◆ **WHAT TO PRODUCE**
Among the entries below, find the lines with the word "wheel" and return them.

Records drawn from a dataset
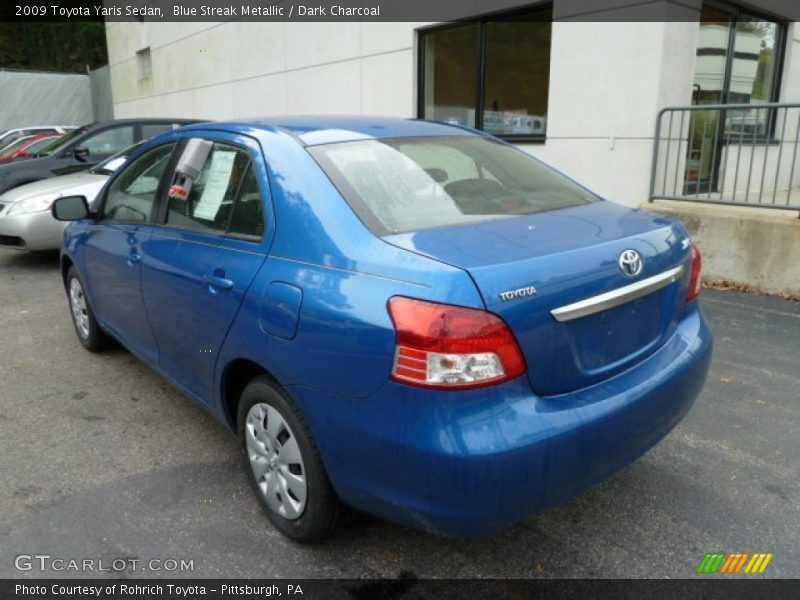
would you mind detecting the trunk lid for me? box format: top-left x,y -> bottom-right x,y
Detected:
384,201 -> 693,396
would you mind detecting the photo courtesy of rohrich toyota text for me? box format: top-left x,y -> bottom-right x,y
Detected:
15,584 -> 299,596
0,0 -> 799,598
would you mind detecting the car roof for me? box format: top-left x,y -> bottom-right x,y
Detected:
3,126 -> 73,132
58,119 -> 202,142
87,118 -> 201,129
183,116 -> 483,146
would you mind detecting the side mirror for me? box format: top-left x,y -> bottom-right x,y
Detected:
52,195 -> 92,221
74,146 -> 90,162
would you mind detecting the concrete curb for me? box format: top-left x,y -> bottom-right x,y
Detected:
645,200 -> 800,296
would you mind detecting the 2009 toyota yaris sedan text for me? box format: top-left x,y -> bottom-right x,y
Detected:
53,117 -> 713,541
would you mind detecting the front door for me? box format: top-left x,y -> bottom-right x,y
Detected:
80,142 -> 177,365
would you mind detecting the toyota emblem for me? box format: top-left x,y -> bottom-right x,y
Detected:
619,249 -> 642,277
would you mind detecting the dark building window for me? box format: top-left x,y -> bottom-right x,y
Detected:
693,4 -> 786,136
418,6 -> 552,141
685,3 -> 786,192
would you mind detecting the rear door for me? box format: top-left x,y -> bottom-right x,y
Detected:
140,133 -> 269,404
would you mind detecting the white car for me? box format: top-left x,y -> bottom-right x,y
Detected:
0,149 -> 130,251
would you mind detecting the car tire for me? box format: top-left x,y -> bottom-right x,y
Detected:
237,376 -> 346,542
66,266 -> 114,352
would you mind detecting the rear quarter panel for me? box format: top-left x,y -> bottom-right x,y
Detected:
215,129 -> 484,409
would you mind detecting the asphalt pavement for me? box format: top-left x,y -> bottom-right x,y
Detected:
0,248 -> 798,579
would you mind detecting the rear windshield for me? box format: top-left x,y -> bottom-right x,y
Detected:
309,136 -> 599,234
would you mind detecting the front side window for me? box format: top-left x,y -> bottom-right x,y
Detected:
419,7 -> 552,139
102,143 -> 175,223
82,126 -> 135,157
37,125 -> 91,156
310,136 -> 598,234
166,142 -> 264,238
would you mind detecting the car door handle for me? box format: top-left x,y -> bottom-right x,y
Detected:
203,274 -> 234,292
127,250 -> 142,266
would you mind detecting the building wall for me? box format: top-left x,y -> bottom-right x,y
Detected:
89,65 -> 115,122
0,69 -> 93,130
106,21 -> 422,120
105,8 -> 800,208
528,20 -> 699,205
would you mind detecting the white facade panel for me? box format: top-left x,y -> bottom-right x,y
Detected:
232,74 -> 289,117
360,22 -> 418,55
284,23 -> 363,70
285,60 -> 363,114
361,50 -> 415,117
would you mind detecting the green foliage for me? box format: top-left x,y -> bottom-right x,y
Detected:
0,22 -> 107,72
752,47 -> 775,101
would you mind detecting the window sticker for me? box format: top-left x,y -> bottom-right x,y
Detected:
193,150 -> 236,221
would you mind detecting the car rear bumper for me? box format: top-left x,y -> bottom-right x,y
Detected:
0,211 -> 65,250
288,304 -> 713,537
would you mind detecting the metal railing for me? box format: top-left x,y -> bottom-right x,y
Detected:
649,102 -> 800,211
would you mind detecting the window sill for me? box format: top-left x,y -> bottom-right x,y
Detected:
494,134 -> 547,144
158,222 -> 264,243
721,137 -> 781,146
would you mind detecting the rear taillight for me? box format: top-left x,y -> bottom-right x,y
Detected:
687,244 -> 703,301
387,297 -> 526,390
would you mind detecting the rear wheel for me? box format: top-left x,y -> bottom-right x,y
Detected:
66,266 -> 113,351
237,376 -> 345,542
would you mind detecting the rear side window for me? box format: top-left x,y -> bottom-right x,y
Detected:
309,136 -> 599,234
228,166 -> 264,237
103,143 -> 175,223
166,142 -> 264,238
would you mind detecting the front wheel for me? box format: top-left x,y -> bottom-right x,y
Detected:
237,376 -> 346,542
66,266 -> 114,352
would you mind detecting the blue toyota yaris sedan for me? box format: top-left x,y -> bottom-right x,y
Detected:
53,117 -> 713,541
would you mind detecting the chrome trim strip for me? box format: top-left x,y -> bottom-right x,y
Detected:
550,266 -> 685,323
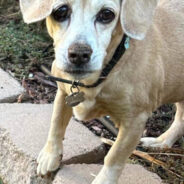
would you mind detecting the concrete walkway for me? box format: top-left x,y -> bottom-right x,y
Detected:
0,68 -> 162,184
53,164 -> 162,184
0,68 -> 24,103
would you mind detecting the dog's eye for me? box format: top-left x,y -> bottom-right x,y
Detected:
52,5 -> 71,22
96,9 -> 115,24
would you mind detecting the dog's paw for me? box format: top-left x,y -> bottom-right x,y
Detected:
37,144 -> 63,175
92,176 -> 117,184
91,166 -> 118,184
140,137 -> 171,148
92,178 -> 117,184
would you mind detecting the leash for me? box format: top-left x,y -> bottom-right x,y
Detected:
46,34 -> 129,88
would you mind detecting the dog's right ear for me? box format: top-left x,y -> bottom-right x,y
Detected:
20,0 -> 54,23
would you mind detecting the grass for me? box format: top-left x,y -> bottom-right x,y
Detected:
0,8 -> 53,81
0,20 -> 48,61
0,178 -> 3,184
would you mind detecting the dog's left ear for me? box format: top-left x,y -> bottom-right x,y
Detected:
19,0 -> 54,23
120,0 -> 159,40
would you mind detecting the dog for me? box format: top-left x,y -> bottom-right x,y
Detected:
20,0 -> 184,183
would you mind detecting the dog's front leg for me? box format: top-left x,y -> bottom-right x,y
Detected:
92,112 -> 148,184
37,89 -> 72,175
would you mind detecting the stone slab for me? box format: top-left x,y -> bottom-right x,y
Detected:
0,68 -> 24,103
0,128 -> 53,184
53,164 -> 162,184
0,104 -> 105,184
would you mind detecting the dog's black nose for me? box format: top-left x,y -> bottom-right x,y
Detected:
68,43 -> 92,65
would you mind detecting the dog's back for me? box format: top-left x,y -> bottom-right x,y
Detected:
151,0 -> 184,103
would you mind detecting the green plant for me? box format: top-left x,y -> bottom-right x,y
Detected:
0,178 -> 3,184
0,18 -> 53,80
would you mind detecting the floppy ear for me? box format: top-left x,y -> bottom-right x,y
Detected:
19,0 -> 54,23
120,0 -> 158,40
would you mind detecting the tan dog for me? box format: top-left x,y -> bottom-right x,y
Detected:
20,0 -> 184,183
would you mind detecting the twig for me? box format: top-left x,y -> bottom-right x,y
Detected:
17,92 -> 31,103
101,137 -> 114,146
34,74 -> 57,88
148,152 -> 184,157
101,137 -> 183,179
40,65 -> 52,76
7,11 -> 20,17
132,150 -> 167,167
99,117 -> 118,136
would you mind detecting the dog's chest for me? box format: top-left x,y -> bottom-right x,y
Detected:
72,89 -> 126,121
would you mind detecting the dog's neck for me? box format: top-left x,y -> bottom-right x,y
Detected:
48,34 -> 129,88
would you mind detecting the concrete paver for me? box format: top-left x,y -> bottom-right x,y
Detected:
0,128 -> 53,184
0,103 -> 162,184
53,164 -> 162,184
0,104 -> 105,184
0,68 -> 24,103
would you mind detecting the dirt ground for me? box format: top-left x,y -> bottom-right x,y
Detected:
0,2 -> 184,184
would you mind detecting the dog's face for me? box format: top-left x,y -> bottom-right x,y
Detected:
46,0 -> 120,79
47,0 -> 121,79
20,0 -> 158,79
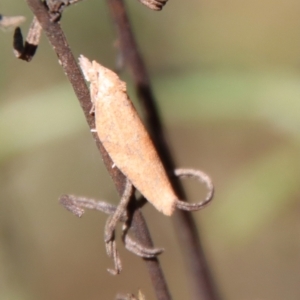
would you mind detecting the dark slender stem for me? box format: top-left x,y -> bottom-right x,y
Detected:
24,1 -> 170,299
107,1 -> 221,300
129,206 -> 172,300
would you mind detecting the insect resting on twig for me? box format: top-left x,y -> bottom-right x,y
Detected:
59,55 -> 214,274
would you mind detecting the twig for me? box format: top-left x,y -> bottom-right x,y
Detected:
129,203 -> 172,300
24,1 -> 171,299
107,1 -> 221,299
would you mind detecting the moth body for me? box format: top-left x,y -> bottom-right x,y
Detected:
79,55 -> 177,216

◆ **EXERCISE RESPONSE**
would you mind detecting the rear wheel for me? box format: top-left x,y -> bottom-right x,y
would you mind detecting the front wheel for me? box format: top-left x,y -> bottom-right x,y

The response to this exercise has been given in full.